● **WHAT YOU NEED TO DO**
Change "top-left corner" to "upper-left corner" throughout the records below, and reproduce every other line unchanged.

== MATERIAL TO PROCESS ==

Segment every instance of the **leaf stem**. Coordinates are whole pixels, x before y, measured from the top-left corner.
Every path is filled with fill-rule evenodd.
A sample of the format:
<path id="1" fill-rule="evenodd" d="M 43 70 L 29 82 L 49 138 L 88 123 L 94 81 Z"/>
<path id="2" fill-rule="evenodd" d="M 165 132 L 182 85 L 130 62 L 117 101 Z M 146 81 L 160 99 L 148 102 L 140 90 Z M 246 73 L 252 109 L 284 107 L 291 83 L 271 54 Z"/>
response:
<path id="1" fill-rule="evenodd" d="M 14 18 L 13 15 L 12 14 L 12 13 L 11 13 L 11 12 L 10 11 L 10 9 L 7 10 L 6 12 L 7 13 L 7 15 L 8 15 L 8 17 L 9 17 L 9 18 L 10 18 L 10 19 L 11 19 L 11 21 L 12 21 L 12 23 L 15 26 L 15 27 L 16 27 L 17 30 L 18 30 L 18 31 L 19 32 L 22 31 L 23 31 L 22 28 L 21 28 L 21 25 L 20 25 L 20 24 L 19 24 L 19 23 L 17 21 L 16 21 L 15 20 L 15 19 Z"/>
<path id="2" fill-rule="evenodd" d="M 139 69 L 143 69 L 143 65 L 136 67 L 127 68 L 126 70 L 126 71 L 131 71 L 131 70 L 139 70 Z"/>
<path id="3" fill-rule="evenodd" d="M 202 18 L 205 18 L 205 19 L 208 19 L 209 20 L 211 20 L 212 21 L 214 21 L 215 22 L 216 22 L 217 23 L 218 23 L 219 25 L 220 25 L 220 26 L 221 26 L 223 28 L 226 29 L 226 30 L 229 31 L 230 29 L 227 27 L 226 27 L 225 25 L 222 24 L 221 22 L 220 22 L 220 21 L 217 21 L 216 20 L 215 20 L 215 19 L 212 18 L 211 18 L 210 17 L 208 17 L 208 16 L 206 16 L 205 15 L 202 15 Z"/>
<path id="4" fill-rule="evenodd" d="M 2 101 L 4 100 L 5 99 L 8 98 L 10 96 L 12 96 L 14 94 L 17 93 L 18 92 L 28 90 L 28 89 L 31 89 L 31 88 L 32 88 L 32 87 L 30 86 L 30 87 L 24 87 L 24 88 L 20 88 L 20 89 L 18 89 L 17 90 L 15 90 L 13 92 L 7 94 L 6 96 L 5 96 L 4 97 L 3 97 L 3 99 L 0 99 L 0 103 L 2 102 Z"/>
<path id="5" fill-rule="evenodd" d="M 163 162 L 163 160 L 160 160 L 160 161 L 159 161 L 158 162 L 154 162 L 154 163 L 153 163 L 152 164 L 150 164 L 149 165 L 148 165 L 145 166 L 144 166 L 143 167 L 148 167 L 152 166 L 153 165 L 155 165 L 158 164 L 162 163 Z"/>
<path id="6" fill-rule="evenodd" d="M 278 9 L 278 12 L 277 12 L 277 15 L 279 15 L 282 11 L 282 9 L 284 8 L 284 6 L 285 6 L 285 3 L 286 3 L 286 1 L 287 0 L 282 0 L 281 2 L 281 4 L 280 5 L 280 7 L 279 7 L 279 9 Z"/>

===

● **CORRECT OUTPUT**
Segment every instance of the **leaf stem**. Coordinates are whole pixels, x before y, measured from the upper-left corner.
Every path is filled with fill-rule evenodd.
A sample of the format:
<path id="1" fill-rule="evenodd" d="M 43 70 L 29 82 L 49 138 L 88 123 L 94 81 Z"/>
<path id="2" fill-rule="evenodd" d="M 165 132 L 182 85 L 130 62 L 117 101 Z M 146 81 L 160 99 L 148 102 L 140 90 Z M 246 73 L 252 109 L 284 107 L 291 83 L 271 54 Z"/>
response:
<path id="1" fill-rule="evenodd" d="M 14 18 L 13 15 L 12 14 L 12 13 L 11 13 L 11 12 L 10 11 L 10 9 L 7 10 L 6 12 L 7 13 L 7 15 L 8 15 L 8 17 L 9 17 L 9 18 L 10 18 L 10 19 L 11 19 L 11 21 L 12 21 L 12 23 L 15 26 L 15 27 L 16 27 L 17 30 L 18 30 L 18 31 L 19 32 L 22 31 L 23 31 L 22 28 L 21 28 L 21 25 L 20 25 L 20 24 L 19 24 L 19 23 L 17 21 L 16 21 L 15 20 L 15 19 Z"/>
<path id="2" fill-rule="evenodd" d="M 139 69 L 143 69 L 143 65 L 136 67 L 127 68 L 126 70 L 126 71 L 131 71 L 131 70 L 139 70 Z"/>
<path id="3" fill-rule="evenodd" d="M 202 18 L 205 18 L 205 19 L 208 19 L 209 20 L 211 20 L 212 21 L 214 21 L 215 22 L 216 22 L 217 23 L 218 23 L 219 25 L 220 25 L 220 26 L 221 26 L 223 28 L 226 29 L 226 30 L 229 31 L 230 29 L 227 27 L 226 27 L 225 25 L 222 24 L 221 22 L 220 22 L 220 21 L 217 21 L 216 20 L 215 20 L 215 19 L 212 18 L 211 18 L 210 17 L 208 17 L 208 16 L 206 16 L 205 15 L 202 15 Z"/>
<path id="4" fill-rule="evenodd" d="M 2 101 L 4 100 L 5 99 L 8 98 L 10 96 L 12 96 L 14 94 L 17 93 L 18 92 L 28 90 L 28 89 L 31 89 L 31 88 L 32 88 L 32 87 L 30 86 L 30 87 L 24 87 L 24 88 L 20 88 L 20 89 L 18 89 L 17 90 L 15 90 L 13 92 L 7 94 L 6 96 L 5 96 L 4 97 L 3 97 L 3 99 L 0 99 L 0 103 L 2 102 Z"/>
<path id="5" fill-rule="evenodd" d="M 163 162 L 163 160 L 160 160 L 160 161 L 159 161 L 158 162 L 154 162 L 154 163 L 153 163 L 152 164 L 150 164 L 149 165 L 148 165 L 145 166 L 144 166 L 143 167 L 148 167 L 152 166 L 153 165 L 155 165 L 158 164 L 162 163 Z"/>
<path id="6" fill-rule="evenodd" d="M 278 9 L 278 12 L 277 12 L 277 15 L 279 15 L 282 11 L 282 9 L 284 8 L 284 6 L 285 6 L 285 3 L 286 3 L 286 1 L 287 0 L 282 0 L 281 2 L 281 4 L 280 5 L 280 7 L 279 7 L 279 9 Z"/>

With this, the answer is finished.